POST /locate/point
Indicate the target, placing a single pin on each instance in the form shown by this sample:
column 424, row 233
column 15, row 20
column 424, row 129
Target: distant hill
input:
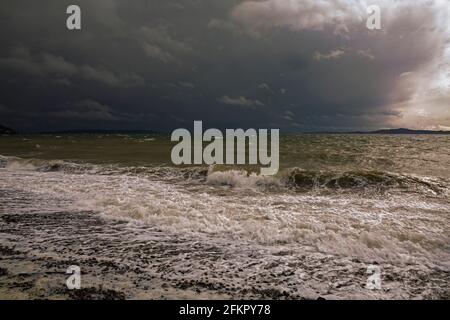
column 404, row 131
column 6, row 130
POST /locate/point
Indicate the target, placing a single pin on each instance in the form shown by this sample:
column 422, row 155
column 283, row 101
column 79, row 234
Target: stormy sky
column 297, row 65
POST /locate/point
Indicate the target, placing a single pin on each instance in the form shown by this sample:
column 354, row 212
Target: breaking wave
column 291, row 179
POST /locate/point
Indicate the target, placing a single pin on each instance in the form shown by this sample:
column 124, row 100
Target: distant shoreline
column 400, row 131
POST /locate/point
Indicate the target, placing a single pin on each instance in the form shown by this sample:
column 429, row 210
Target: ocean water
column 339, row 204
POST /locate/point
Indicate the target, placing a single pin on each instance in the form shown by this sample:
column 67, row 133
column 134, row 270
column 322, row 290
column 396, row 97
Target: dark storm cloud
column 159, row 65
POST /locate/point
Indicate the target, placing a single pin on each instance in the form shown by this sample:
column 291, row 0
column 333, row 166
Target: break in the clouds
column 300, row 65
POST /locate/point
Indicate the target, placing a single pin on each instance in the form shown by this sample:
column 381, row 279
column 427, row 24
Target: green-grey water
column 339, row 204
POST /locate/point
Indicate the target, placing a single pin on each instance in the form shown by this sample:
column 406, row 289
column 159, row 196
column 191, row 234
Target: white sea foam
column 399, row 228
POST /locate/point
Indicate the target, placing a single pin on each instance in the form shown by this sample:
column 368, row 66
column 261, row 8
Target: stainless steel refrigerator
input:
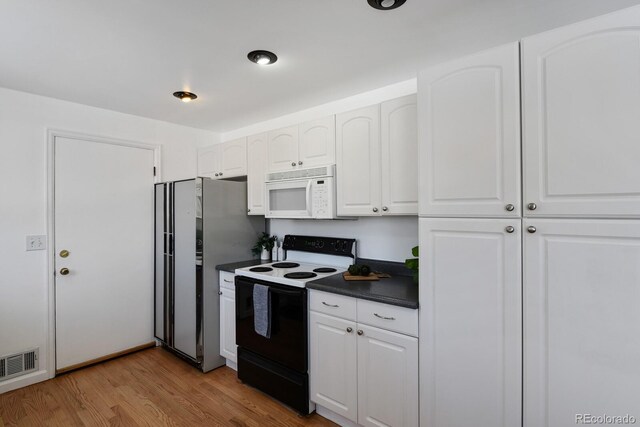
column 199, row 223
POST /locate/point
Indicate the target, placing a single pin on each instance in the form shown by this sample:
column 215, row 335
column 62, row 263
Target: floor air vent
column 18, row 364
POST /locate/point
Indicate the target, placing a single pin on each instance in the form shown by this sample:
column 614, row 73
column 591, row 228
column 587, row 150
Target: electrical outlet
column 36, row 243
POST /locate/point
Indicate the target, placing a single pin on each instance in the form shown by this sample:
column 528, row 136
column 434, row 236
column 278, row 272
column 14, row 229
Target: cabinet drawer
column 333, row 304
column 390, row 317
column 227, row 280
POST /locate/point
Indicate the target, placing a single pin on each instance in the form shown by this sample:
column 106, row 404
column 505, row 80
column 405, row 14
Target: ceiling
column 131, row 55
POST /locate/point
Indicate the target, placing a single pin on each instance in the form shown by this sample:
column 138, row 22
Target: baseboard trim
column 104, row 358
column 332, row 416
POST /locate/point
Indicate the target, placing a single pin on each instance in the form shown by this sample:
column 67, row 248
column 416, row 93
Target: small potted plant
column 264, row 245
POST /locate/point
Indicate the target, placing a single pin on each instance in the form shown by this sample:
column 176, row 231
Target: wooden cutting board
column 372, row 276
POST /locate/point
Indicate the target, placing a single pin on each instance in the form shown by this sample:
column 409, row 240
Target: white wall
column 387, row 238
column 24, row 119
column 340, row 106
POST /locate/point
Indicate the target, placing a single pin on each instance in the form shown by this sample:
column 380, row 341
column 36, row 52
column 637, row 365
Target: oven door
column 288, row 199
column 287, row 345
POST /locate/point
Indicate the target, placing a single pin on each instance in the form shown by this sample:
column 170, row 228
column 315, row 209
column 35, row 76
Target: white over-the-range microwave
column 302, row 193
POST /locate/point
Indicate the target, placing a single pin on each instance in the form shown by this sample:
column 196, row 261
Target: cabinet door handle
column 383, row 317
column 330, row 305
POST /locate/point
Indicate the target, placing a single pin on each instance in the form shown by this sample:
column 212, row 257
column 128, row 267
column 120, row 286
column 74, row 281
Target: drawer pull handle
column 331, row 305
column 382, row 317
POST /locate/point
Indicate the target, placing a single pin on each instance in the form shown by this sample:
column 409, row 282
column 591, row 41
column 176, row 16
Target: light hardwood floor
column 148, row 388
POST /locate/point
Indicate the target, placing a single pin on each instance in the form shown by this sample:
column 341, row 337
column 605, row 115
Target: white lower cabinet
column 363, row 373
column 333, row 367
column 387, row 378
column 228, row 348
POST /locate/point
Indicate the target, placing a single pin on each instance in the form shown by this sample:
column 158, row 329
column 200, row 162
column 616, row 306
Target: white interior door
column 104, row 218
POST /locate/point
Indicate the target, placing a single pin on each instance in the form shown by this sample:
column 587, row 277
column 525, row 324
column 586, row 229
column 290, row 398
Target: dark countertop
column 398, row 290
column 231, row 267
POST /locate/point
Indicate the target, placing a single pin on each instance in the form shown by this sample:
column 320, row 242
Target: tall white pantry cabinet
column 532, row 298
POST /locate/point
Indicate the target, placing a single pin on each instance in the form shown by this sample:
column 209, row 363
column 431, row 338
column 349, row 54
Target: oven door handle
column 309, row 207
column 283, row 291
__________
In the listing above, how many lines contain the string "drawer" with the same capitalization? Answer with the number alone.

__Solution to this exercise__: 2